- **EXERCISE AIM**:
Below are the records; copy each line in them that holds the word "helmet".

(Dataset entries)
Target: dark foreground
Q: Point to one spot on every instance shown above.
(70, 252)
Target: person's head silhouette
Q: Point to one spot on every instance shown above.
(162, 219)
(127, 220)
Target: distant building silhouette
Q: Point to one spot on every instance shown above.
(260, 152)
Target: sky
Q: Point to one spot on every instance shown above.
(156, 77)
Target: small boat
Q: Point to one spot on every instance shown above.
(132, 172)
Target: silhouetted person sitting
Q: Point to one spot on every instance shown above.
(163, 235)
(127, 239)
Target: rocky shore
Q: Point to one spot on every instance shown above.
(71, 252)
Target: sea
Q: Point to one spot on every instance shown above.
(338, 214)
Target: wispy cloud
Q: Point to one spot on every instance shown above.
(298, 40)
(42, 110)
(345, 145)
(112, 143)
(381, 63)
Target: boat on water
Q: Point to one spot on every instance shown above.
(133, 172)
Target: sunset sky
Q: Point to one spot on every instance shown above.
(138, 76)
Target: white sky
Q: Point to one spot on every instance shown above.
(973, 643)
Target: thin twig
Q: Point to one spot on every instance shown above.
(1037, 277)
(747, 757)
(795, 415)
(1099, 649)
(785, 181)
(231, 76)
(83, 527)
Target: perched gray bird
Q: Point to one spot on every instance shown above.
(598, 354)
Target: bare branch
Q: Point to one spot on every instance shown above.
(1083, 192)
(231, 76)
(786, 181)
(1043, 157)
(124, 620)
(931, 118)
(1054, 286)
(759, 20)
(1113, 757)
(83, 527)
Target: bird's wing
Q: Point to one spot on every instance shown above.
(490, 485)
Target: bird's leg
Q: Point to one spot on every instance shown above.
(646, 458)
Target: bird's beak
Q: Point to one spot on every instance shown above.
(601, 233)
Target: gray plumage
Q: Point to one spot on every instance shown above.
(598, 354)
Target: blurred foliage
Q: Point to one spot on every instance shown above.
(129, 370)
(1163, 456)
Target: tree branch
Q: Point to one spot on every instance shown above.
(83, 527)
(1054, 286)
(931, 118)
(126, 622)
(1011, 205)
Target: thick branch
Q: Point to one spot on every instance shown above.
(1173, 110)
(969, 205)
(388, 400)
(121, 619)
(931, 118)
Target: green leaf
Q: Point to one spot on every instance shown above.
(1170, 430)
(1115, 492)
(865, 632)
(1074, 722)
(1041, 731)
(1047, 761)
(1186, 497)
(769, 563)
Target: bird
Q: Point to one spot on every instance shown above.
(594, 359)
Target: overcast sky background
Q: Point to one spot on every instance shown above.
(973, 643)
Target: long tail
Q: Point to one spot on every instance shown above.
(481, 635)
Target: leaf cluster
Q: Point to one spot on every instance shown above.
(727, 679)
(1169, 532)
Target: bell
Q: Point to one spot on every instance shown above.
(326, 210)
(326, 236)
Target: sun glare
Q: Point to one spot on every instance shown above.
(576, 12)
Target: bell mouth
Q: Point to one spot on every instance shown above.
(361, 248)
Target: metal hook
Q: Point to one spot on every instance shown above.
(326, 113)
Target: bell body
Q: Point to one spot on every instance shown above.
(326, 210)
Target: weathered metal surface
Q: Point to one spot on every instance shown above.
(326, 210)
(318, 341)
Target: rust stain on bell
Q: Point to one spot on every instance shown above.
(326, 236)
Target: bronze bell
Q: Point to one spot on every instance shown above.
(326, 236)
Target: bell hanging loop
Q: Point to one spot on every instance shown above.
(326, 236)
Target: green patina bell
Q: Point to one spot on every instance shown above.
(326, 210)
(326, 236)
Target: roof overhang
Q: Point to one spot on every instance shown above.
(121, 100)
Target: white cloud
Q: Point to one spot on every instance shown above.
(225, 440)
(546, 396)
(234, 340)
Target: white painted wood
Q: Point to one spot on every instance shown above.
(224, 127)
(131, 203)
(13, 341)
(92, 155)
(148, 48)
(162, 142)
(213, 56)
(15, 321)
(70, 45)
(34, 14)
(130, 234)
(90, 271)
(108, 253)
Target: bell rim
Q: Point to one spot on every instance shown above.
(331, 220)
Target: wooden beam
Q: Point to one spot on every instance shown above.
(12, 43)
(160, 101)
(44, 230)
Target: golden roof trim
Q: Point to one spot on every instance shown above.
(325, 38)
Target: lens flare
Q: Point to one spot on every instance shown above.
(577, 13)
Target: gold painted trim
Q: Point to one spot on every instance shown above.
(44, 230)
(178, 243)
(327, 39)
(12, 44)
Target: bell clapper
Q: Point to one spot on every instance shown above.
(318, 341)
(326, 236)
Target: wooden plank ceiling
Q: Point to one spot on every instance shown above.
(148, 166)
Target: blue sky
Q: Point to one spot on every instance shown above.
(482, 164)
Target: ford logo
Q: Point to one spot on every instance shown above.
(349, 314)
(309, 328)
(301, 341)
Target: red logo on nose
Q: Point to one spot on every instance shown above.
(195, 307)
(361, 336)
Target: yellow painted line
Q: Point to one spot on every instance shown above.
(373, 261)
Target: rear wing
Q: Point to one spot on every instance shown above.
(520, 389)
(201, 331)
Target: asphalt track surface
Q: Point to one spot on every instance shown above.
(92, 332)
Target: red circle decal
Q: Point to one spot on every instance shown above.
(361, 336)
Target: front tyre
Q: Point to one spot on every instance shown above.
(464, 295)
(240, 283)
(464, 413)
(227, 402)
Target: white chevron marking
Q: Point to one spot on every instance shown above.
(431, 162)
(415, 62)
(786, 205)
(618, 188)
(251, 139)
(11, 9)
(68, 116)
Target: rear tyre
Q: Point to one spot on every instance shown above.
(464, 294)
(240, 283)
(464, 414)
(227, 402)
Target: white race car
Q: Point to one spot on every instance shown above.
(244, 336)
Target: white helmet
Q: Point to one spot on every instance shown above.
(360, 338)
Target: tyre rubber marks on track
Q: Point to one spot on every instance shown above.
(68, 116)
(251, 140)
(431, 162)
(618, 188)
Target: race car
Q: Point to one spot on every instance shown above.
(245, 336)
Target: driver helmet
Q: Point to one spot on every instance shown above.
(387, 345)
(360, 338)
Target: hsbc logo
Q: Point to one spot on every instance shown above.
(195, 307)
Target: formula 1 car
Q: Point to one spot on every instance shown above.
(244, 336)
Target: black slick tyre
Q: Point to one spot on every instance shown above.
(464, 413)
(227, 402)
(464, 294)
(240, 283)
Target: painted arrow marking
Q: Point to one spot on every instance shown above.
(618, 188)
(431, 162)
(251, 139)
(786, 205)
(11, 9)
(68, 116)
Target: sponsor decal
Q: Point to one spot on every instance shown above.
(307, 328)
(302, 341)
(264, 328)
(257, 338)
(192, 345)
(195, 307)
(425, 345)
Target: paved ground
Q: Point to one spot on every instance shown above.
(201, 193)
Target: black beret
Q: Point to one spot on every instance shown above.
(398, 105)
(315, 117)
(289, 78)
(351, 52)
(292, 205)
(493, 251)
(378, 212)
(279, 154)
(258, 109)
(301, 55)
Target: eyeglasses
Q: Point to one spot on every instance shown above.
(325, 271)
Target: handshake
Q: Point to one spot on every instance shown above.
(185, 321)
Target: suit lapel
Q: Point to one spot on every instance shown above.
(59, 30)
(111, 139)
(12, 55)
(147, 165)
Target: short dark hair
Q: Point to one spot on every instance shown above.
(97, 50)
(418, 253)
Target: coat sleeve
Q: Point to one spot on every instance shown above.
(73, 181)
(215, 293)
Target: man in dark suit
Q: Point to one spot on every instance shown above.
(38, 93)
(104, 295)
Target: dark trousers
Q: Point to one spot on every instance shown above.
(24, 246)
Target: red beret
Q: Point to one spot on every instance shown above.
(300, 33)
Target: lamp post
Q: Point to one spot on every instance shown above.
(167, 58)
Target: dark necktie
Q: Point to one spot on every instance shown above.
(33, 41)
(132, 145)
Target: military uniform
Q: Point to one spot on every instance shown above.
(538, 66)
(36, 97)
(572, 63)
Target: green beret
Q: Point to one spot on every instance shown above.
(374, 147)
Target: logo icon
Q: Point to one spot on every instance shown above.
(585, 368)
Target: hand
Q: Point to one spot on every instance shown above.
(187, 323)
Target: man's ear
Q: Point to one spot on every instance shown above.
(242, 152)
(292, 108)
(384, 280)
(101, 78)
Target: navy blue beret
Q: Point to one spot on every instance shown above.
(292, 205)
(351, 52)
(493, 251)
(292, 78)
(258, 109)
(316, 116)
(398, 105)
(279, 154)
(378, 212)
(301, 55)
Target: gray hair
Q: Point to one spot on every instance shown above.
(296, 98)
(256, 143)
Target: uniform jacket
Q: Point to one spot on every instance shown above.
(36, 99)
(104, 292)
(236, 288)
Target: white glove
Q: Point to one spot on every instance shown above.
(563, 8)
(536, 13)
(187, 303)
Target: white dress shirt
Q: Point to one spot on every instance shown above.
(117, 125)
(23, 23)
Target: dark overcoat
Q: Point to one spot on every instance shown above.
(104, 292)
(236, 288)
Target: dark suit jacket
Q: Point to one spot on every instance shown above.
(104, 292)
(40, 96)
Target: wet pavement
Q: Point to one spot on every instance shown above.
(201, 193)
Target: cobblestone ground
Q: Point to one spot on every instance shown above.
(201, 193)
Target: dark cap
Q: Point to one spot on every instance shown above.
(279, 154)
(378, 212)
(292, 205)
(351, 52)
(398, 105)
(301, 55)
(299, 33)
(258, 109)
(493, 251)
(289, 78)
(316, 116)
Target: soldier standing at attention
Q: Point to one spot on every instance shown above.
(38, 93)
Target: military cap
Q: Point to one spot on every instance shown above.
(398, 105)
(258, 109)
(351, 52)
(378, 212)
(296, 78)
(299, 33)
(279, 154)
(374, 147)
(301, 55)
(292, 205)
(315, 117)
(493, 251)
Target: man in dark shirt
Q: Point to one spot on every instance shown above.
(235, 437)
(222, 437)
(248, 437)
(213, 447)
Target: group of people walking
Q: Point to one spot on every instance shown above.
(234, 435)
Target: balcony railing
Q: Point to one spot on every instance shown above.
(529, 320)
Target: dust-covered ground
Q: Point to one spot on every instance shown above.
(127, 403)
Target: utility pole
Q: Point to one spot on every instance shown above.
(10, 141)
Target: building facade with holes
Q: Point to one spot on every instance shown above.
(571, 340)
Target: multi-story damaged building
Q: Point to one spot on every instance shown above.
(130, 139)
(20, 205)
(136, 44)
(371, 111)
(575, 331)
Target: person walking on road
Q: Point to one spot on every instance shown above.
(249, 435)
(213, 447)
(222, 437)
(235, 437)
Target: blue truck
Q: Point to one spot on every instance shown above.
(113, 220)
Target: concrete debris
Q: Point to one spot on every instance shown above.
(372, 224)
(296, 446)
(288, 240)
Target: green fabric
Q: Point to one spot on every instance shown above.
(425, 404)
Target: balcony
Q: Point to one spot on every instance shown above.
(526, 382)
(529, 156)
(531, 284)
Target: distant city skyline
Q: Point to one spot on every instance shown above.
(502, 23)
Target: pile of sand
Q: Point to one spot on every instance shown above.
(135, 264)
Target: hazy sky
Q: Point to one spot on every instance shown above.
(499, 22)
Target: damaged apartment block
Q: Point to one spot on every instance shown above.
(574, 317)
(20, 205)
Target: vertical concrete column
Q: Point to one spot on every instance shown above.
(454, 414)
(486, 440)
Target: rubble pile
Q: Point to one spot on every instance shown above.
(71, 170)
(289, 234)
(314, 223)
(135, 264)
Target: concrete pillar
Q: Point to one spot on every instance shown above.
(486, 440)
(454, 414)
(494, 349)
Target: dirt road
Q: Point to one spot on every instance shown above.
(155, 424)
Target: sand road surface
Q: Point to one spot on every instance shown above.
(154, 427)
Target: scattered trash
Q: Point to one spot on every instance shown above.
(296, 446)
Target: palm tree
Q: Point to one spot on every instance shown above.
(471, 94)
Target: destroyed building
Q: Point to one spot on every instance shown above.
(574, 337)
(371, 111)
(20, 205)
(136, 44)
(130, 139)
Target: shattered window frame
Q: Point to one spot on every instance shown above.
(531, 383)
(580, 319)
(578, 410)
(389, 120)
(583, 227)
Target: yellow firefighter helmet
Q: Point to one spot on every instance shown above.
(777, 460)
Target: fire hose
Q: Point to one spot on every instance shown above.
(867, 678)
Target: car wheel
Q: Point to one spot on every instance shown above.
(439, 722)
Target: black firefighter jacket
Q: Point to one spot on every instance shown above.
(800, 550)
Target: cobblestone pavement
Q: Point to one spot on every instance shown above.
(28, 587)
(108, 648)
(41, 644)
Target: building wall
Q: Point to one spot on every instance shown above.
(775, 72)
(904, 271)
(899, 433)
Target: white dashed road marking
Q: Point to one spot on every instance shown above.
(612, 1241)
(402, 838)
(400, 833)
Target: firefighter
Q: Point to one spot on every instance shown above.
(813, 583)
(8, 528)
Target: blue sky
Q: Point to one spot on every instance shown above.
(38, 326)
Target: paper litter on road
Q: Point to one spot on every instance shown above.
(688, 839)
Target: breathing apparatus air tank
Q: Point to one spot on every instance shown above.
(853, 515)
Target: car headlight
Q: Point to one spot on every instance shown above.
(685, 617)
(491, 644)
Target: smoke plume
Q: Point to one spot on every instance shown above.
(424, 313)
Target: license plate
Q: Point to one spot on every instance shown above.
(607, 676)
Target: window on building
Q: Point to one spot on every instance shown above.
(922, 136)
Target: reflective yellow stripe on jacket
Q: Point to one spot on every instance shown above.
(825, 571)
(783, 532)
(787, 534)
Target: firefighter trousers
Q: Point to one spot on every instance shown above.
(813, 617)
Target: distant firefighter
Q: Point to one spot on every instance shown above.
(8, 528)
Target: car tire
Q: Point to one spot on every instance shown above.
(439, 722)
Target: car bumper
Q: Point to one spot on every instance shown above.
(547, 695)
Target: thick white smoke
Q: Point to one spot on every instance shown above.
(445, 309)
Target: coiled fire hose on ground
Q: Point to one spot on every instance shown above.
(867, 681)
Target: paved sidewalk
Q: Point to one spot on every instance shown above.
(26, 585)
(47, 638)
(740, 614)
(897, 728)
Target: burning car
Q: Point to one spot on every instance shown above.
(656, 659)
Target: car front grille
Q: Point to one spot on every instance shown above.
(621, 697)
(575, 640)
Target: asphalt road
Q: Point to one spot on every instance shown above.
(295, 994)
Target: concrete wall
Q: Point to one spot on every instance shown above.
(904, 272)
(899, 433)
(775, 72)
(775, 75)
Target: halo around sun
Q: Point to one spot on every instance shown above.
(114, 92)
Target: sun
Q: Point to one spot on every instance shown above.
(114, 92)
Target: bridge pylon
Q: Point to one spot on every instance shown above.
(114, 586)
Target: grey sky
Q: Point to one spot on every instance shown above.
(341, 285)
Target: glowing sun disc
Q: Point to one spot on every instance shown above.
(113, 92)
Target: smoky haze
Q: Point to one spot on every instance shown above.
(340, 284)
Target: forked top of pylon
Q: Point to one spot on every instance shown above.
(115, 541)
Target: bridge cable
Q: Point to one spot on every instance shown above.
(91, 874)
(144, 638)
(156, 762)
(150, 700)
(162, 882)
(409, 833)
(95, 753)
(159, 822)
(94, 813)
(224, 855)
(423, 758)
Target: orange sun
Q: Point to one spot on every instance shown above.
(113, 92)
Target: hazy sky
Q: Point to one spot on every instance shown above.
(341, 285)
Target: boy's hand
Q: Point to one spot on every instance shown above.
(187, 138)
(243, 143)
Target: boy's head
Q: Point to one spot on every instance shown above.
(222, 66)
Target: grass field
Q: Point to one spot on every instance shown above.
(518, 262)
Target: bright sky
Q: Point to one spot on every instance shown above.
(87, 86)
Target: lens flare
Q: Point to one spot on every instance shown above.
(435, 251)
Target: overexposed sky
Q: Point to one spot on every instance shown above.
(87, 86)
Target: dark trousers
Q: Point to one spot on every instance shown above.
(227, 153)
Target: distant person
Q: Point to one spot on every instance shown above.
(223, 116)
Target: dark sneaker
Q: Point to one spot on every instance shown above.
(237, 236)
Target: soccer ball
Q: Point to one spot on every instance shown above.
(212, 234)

- **ANSWER SPACE**:
Target: white helmet
Target: driver helmet
Target: yellow firefighter helmet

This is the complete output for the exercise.